▶ **WORK INSTRUCTION**
Display each line of the items below that contains the word "Boxes".

+++

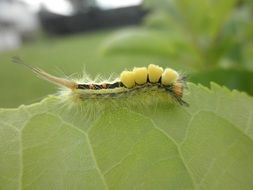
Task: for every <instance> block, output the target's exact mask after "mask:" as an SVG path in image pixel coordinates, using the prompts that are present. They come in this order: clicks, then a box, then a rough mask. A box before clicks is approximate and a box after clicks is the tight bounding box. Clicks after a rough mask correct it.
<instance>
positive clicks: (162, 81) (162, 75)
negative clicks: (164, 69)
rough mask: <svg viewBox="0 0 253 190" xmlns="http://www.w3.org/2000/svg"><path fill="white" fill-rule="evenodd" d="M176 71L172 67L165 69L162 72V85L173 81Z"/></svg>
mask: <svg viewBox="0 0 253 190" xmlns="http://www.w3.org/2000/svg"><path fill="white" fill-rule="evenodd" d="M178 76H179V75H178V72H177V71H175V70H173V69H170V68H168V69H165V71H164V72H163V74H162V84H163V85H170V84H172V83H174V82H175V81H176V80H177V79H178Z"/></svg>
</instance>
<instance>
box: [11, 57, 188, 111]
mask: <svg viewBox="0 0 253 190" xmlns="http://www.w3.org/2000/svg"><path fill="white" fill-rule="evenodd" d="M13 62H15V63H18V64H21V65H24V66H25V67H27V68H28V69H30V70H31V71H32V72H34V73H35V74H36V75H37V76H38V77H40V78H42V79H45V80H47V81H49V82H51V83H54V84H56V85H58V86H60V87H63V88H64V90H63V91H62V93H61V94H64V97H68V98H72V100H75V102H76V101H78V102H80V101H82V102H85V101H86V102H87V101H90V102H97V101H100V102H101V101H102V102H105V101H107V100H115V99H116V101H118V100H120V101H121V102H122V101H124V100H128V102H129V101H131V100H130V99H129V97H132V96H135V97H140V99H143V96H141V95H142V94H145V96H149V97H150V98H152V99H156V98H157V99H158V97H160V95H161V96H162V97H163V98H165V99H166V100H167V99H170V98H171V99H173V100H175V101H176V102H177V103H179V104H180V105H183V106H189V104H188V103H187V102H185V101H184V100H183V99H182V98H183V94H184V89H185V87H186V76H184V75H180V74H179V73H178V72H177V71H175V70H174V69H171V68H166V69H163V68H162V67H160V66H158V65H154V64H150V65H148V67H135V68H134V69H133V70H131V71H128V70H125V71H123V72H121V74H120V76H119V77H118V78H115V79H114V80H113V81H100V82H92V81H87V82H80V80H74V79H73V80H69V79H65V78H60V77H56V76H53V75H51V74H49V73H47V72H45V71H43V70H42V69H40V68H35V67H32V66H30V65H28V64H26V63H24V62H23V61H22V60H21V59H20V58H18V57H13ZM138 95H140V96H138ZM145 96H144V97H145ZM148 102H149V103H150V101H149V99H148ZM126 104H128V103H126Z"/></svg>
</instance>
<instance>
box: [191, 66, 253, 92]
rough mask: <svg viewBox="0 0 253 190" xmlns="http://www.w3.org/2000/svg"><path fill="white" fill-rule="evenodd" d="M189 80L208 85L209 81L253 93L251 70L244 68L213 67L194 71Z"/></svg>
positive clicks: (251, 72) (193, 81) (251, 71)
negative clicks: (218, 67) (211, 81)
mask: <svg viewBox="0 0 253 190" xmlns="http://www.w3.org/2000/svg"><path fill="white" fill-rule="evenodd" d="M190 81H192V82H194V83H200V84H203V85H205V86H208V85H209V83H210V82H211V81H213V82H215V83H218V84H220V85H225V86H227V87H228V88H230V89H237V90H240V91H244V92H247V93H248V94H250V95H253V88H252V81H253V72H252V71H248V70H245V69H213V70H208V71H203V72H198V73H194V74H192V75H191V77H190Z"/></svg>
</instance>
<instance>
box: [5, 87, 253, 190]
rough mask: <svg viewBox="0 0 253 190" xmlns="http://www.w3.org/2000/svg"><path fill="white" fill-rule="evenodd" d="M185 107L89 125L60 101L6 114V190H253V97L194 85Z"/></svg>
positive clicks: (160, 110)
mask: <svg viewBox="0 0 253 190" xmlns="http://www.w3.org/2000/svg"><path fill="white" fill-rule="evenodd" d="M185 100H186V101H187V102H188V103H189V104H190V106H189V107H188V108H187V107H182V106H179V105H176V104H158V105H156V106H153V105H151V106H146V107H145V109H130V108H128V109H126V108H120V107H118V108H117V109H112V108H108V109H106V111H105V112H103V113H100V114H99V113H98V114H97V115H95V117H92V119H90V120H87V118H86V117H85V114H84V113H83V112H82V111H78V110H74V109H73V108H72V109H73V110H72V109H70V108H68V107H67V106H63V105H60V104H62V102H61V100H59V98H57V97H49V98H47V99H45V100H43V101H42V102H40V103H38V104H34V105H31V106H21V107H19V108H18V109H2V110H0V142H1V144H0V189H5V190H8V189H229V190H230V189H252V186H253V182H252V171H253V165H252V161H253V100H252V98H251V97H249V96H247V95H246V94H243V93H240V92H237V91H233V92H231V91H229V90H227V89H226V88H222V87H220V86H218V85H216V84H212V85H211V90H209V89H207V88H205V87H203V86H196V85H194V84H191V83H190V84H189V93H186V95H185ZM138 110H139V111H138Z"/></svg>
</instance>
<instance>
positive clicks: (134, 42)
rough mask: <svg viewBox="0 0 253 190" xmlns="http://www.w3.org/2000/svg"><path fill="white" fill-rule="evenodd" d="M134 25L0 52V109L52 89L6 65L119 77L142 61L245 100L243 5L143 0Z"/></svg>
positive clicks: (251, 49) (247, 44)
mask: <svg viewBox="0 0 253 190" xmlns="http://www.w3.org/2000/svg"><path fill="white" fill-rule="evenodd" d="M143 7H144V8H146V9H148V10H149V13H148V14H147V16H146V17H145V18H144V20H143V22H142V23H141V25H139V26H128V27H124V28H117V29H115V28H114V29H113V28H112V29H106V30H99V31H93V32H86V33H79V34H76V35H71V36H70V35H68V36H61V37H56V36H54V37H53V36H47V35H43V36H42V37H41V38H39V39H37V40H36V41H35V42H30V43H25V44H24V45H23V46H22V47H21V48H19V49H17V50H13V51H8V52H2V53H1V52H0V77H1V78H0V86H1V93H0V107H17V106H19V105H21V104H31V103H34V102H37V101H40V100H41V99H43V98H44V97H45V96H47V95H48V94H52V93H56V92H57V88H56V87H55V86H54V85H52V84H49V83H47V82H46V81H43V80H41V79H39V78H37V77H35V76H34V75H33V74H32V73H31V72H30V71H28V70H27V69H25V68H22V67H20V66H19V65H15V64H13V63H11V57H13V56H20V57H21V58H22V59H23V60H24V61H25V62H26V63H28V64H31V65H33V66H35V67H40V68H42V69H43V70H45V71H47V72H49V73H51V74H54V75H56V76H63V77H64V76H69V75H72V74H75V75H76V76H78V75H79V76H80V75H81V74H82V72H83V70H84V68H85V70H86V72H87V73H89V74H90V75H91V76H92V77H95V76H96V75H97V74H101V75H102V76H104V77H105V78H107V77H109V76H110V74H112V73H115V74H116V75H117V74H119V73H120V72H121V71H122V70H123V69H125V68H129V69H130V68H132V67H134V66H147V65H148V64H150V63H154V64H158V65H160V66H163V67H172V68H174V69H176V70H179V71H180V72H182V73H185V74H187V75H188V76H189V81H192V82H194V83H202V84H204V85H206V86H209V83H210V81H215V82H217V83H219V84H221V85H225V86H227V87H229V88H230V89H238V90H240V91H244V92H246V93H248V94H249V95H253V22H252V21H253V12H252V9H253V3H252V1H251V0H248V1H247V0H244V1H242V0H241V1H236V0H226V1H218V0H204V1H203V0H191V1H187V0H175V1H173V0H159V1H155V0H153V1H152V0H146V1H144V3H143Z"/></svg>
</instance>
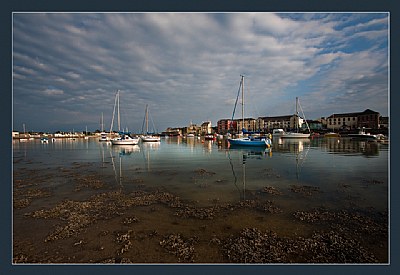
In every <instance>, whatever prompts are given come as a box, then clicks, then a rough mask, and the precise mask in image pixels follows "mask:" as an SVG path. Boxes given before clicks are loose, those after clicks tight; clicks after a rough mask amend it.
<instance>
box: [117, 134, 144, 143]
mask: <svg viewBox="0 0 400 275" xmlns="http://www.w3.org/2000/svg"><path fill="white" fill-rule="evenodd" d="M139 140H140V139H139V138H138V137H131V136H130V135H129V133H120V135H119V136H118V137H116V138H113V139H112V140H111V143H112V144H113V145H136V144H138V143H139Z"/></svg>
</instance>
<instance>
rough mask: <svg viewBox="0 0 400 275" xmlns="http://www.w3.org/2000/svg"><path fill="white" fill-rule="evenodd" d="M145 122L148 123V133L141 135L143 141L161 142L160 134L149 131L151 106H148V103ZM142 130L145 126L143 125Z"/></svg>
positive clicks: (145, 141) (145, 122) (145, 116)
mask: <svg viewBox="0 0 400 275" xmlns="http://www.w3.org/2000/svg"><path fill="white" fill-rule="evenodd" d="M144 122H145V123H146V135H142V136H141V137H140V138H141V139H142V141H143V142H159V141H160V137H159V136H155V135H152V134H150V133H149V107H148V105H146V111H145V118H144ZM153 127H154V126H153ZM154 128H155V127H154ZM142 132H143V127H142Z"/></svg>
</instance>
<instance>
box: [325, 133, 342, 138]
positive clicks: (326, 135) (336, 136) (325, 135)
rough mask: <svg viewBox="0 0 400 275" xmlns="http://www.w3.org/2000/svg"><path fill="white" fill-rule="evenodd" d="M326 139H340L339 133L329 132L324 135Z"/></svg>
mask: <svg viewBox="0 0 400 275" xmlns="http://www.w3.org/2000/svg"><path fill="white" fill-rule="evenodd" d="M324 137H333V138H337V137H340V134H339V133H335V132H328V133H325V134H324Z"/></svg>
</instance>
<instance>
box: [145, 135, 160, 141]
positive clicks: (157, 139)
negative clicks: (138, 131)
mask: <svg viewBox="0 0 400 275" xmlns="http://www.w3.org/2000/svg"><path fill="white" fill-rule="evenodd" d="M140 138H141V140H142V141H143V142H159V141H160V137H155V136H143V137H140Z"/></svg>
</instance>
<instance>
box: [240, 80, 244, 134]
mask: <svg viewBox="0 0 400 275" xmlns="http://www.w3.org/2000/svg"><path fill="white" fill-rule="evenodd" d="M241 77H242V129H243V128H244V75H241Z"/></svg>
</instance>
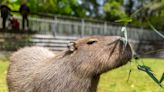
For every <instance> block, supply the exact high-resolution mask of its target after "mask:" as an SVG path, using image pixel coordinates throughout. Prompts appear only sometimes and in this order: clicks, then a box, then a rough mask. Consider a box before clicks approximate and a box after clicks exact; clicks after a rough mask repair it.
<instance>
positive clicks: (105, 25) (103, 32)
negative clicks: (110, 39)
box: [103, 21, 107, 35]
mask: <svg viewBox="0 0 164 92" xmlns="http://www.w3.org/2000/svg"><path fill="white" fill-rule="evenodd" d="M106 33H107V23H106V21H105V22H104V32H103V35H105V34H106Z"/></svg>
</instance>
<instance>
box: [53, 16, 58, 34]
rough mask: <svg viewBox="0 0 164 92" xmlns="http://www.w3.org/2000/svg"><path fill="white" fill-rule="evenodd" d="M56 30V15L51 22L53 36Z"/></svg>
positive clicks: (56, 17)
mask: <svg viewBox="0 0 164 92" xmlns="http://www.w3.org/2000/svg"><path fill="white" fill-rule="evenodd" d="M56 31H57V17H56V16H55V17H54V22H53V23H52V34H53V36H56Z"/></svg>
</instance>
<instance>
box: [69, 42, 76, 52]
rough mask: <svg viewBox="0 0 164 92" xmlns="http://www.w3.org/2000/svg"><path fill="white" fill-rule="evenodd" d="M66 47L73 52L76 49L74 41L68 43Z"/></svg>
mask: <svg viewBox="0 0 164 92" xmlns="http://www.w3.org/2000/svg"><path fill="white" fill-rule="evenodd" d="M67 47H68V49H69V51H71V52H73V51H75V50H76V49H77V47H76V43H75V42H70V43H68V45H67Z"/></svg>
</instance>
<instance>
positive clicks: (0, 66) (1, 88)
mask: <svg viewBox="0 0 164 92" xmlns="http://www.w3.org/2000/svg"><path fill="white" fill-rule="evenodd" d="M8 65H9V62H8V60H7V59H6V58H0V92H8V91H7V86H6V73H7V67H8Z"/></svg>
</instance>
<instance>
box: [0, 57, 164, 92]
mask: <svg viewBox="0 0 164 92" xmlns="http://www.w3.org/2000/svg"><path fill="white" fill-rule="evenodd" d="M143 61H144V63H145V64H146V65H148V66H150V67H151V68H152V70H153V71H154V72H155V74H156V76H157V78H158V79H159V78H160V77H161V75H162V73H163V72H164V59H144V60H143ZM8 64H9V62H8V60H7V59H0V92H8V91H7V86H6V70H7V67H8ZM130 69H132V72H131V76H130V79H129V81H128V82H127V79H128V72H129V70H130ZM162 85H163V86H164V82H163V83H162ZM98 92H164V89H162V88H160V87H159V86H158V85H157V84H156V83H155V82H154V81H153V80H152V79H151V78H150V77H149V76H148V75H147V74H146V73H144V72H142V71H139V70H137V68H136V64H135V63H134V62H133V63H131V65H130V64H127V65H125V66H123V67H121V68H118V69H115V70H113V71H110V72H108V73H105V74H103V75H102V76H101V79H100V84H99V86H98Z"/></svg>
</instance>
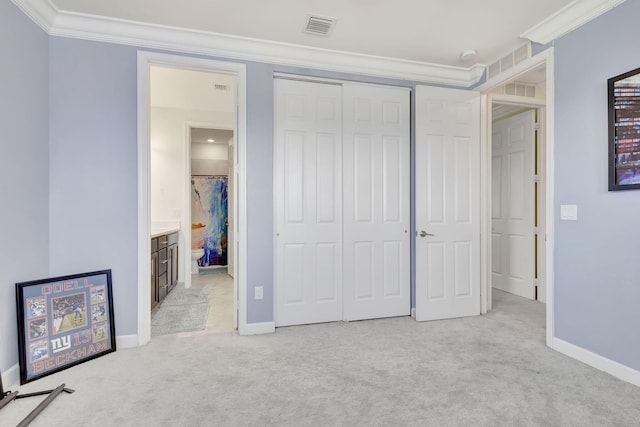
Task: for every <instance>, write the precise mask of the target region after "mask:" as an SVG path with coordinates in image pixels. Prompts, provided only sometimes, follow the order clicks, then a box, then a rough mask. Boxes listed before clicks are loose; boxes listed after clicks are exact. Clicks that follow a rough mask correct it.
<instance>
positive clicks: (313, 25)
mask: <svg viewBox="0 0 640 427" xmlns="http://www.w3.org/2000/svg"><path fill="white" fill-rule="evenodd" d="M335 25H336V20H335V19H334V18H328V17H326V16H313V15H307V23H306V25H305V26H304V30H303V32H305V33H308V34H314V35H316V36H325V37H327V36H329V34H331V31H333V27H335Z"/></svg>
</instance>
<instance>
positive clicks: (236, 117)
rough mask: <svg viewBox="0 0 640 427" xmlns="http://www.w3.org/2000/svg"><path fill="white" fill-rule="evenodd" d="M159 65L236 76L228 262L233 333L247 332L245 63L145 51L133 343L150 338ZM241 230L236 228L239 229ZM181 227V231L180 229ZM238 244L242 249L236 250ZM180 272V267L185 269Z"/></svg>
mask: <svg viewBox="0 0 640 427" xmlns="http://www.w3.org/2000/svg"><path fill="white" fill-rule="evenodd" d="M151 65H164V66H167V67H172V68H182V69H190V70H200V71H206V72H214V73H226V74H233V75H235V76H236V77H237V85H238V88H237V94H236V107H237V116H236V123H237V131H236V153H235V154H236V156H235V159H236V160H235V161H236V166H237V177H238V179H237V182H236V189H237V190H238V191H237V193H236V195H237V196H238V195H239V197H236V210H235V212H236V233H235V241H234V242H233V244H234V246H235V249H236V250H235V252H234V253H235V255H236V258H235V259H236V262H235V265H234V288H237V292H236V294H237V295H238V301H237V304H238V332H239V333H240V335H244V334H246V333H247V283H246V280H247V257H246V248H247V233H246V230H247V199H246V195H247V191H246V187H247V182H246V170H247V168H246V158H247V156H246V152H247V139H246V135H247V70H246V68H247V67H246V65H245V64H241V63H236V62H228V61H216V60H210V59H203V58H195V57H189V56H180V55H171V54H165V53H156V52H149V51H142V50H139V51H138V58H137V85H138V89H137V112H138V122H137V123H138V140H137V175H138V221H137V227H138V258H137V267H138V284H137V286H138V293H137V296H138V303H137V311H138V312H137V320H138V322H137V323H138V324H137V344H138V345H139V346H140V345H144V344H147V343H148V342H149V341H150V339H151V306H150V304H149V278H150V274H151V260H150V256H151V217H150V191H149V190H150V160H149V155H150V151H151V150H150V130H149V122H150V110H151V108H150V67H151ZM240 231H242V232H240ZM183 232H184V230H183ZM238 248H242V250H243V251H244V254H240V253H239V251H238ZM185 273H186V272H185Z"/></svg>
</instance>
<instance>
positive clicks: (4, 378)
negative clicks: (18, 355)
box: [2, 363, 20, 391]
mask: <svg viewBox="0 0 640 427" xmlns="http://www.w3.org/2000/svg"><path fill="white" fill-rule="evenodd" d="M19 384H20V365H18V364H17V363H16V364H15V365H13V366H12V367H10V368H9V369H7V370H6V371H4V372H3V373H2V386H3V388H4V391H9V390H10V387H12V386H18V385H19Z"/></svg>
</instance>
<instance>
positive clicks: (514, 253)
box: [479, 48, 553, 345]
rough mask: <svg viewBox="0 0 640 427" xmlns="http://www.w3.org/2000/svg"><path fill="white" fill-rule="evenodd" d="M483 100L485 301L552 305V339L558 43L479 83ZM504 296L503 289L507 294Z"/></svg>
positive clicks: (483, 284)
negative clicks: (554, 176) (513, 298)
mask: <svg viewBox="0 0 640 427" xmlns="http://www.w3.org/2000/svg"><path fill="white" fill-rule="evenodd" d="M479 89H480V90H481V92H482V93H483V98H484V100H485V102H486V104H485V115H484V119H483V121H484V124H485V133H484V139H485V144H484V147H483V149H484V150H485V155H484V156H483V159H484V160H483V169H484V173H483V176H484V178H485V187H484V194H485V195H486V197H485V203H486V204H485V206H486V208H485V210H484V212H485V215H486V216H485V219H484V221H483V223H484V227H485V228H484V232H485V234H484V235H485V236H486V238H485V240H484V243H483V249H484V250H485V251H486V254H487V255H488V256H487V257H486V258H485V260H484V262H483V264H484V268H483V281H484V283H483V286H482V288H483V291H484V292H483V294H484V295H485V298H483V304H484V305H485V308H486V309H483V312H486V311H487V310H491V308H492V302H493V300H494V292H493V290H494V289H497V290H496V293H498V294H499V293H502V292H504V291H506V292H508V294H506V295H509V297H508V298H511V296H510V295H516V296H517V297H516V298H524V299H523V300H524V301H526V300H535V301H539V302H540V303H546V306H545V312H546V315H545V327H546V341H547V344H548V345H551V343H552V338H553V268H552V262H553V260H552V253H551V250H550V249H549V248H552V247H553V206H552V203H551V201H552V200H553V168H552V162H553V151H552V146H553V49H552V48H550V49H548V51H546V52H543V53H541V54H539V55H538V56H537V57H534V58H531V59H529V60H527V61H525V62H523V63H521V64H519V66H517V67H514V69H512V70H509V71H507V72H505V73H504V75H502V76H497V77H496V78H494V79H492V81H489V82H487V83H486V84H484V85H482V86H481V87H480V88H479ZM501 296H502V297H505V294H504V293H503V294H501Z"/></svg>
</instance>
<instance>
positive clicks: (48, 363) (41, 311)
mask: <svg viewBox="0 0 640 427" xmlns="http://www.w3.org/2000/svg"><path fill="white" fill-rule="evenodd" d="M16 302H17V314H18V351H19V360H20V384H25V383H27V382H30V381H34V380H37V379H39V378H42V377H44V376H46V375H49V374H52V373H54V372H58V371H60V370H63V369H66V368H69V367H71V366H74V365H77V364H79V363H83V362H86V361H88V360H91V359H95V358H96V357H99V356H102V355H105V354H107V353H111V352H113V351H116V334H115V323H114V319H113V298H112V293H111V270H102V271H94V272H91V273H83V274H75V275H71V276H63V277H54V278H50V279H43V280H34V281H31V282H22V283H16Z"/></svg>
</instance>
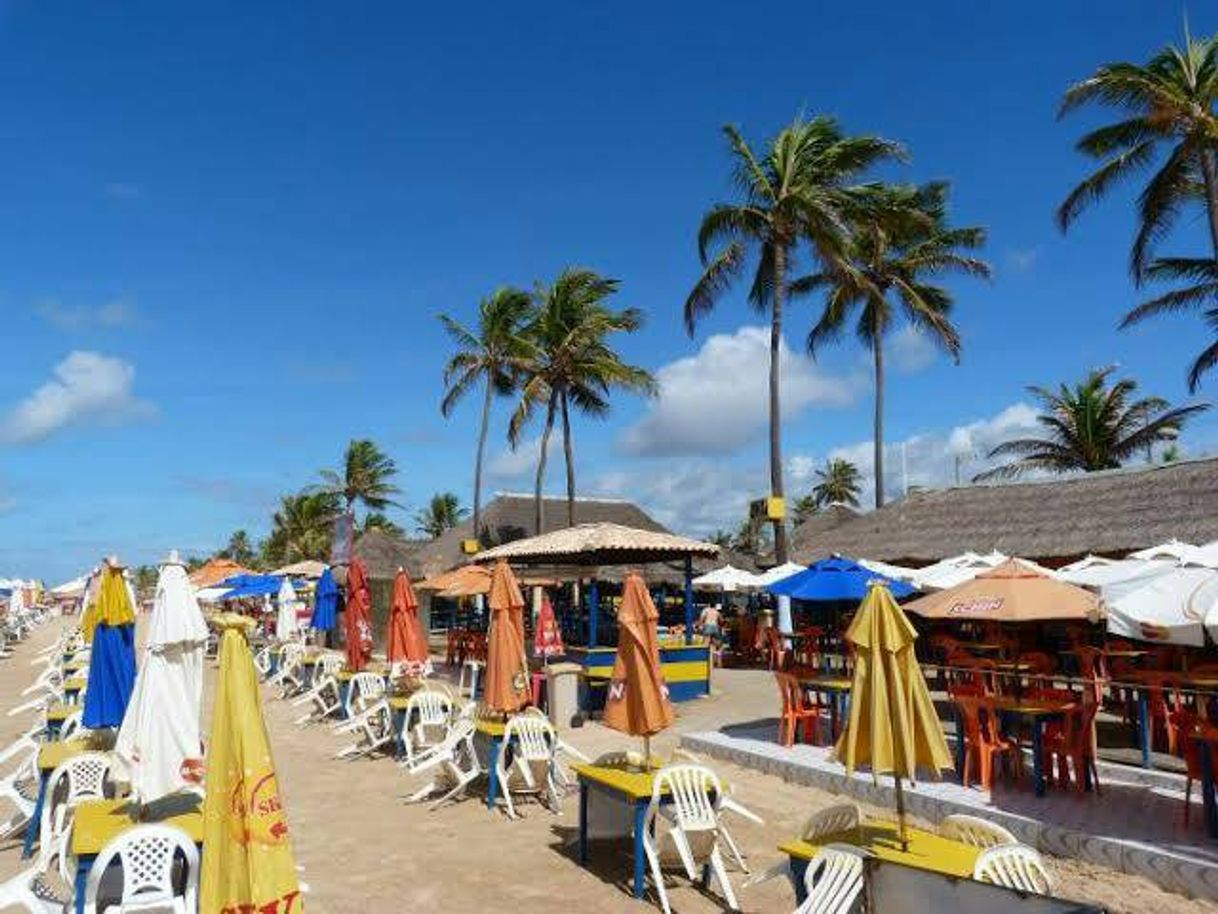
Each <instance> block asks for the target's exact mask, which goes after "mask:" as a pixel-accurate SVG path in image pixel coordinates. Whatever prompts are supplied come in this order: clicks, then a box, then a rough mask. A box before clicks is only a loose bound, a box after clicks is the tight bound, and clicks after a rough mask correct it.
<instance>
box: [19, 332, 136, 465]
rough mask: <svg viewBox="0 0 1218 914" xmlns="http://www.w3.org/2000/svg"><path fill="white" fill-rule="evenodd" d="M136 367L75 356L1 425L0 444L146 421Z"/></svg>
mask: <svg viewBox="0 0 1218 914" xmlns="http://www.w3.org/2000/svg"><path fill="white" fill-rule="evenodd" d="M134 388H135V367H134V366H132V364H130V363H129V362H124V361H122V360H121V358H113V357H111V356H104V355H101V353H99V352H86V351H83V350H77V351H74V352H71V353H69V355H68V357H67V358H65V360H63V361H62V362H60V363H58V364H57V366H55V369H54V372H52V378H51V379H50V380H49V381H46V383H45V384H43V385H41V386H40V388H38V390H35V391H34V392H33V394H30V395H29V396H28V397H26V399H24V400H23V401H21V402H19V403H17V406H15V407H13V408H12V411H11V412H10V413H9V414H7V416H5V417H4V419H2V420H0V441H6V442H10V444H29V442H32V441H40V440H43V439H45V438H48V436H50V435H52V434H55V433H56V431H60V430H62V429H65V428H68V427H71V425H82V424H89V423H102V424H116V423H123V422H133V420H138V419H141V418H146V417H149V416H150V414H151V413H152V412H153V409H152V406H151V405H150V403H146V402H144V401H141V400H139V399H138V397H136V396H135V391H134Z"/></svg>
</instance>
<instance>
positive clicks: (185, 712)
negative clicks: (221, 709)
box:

+++

▶ **EXPECTED OUTPUT**
In every <instance>, whatever prompts are given come as a box, then clicks, then a rough mask, and the precise mask in image pixels follows "mask:" as an SVG path. Boxes given before clicks are loose, those after clicks tight; clicks after a rough mask amend it.
Task: for every <instance>, write the precise mask of the target region after "mask:" as an SVG path with coordinates in image pixels. Prompts, provided only sometimes, follow the order clicks, then a box, then a rough mask. Boxes listed before clicks are loose; boxes listed after clicks are exact. Clicks that follow a rough mask correct it.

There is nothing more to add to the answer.